• Exercise goal
Please repeat the records below line for line, exactly as they appear, leaving out the pictures.

Location labeling records:
# # # # # # #

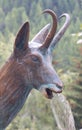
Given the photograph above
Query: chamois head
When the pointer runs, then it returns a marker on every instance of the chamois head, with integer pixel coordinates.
(36, 56)
(30, 66)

# # # # # # #

• Answer to this exercise
Given the photograph above
Query: chamois head
When the pointer runs, then it returns a marker on every instance of the chamois head, with integer pixel coordinates.
(36, 56)
(30, 66)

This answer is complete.